▸ **Brief**
Answer these questions about the pull request on the tracing goroutine leak:
(a) Which goroutine leaks on each config reload, and how many leak per reload?
(b) Into which branch of which repository is the commit proposed to be merged?
(c) Which file and line number does the goroutine dump list under the processQueue frame?
═════ Provided text ═════
Skip to content

tracing: fix BatchSpanProcessor goroutine leak on config reload#7826

Closed
Dean2026 wants to merge 1 commit into
caddyserver:masterfrom
Dean2026:fix/tracing-bsp-goroutine-leak
Closed

tracing: fix BatchSpanProcessor goroutine leak on config reload#7826
Dean2026 wants to merge 1 commit into
caddyserver:masterfrom
Dean2026:fix/tracing-bsp-goroutine-leak

Conversation

@Dean2026

@Dean2026 Dean2026 commented Jun 17, 2026

Copy link
Copy Markdown

tracing: fix BatchSpanProcessor goroutine leak on config reload

Description

When the tracing directive is enabled, each config reload leaks one
go.opentelemetry.io/otel/sdk/trace.(*batchSpanProcessor).processQueue
goroutine. On a server that reloads frequently (e.g. polling a remote
config source every few seconds) this accumulates into tens of thousands
of leaked goroutines over time.

A goroutine dump shows many identical stacks:

goroutine ... [select]:
go.opentelemetry.io/otel/sdk/trace.(*batchSpanProcessor).processQueue(...)
	.../sdk/trace/batch_span_processor.go:327
go.opentelemetry.io/otel/sdk/trace.NewBatchSpanProcessor.func2()
═════ Data shown ═════
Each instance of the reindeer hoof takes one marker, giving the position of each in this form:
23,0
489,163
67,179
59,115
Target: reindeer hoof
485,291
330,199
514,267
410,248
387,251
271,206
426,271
═════
═════ Data shown ═════
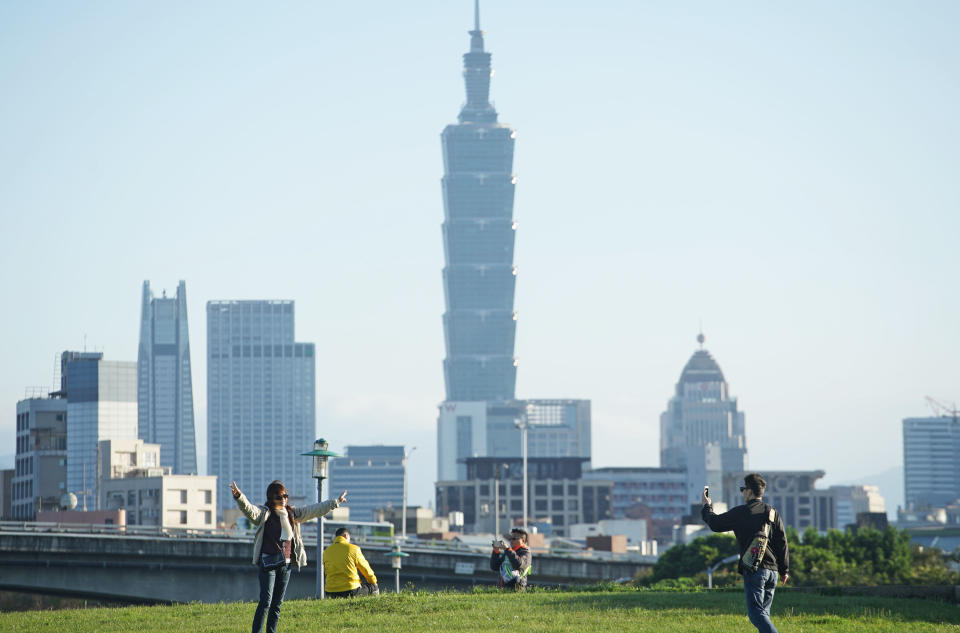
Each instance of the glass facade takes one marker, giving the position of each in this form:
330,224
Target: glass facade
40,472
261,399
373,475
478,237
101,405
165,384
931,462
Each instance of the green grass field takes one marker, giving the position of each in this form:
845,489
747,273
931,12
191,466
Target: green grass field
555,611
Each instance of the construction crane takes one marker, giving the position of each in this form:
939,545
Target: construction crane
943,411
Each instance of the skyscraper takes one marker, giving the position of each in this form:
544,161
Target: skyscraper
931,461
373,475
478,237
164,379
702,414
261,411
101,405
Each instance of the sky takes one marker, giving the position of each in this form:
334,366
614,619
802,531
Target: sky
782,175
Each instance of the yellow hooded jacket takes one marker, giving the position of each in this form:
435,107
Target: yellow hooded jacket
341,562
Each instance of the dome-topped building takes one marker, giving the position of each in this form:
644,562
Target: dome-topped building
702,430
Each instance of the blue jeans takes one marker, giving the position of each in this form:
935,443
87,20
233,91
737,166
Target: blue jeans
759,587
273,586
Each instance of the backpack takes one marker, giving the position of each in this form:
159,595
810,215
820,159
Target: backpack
═════
▸ **The answer**
(a) One go.opentelemetry.io/otel/sdk/trace.(*batchSpanProcessor).processQueue goroutine leaks per reload.
(b) The master branch of caddyserver.
(c) batch_span_processor.go, line 327.